+++ PASSAGE FOR REVIEW +++

In the late nineteenth century, about 30 percent of the country was covered with forest. The clearing of land for agricultural use and the cutting of trees for fuel gradually changed the scene, and today forest areas have dwindled to less than 4 percent of Ethiopia's total land. The northern parts of the highlands are almost devoid of trees. However, about 4.5 million hectares of dense forest exist in the southern and southwestern sections of the highlands. Some of these include coniferous forests, found at elevations above 1,600 meters, but a majority of the forestland consists primarily of woodlands found in drier areas of the highlands and in the drier areas bordering the highlands.

Lumber from the coniferous forests is important to the construction industry. The broadleaf evergreen forests furnish timber that is used in construction and in the production of plywood. The woodlands are a major source of firewood and charcoal. Certain trees—boswellia and species of commiphora—are of special economic significance. Both grow in the arid lowlands and produce gums that are the bases for frankincense and myrrh. A species of acacia found in several parts of the country is a source of gum arabic used in the manufacture of adhesives, pharmaceutical products, and confectionery. The eucalyptus, an exotic tree introduced in the late nineteenth century and grown mainly near urban areas, is a valuable source of telephone and telegraph poles, tool handles, furniture, and firewood. It is also a major source of the material from which fiberboard and particleboard are made.

+++

#### AIM OF THE TASK:
Reproduce the text on Ethiopia's forests word for word, in full. The material after this point can be ignored.

+++ SUPPLIED INFORMATION +++

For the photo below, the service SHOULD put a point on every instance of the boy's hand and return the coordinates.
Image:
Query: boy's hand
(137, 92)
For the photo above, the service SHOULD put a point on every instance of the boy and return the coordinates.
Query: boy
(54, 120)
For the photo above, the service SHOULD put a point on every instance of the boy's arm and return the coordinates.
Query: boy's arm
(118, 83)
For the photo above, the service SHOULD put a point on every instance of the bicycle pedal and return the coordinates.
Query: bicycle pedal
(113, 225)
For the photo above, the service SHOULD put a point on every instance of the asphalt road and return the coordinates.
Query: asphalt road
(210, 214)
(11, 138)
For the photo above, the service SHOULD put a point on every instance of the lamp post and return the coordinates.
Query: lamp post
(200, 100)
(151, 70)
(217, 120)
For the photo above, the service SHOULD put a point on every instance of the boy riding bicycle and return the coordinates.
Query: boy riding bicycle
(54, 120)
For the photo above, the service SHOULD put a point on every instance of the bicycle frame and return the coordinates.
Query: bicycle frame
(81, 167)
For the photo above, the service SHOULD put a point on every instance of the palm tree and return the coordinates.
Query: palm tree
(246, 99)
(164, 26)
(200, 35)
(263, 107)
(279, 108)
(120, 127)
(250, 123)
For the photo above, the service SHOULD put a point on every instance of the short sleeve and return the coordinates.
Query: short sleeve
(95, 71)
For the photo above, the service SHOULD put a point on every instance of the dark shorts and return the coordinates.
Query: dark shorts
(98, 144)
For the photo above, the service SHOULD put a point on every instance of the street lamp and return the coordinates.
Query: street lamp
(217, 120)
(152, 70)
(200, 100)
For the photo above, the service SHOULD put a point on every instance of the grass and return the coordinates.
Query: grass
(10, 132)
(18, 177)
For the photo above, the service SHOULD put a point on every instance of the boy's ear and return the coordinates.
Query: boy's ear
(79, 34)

+++

#### TASK OUTPUT:
In the late nineteenth century, about 30 percent of the country was covered with forest. The clearing of land for agricultural use and the cutting of trees for fuel gradually changed the scene, and today forest areas have dwindled to less than 4 percent of Ethiopia's total land. The northern parts of the highlands are almost devoid of trees. However, about 4.5 million hectares of dense forest exist in the southern and southwestern sections of the highlands. Some of these include coniferous forests, found at elevations above 1,600 meters, but a majority of the forestland consists primarily of woodlands found in drier areas of the highlands and in the drier areas bordering the highlands.

Lumber from the coniferous forests is important to the construction industry. The broadleaf evergreen forests furnish timber that is used in construction and in the production of plywood. The woodlands are a major source of firewood and charcoal. Certain trees—boswellia and species of commiphora—are of special economic significance. Both grow in the arid lowlands and produce gums that are the bases for frankincense and myrrh. A species of acacia found in several parts of the country is a source of gum arabic used in the manufacture of adhesives, pharmaceutical products, and confectionery. The eucalyptus, an exotic tree introduced in the late nineteenth century and grown mainly near urban areas, is a valuable source of telephone and telegraph poles, tool handles, furniture, and firewood. It is also a major source of the material from which fiberboard and particleboard are made.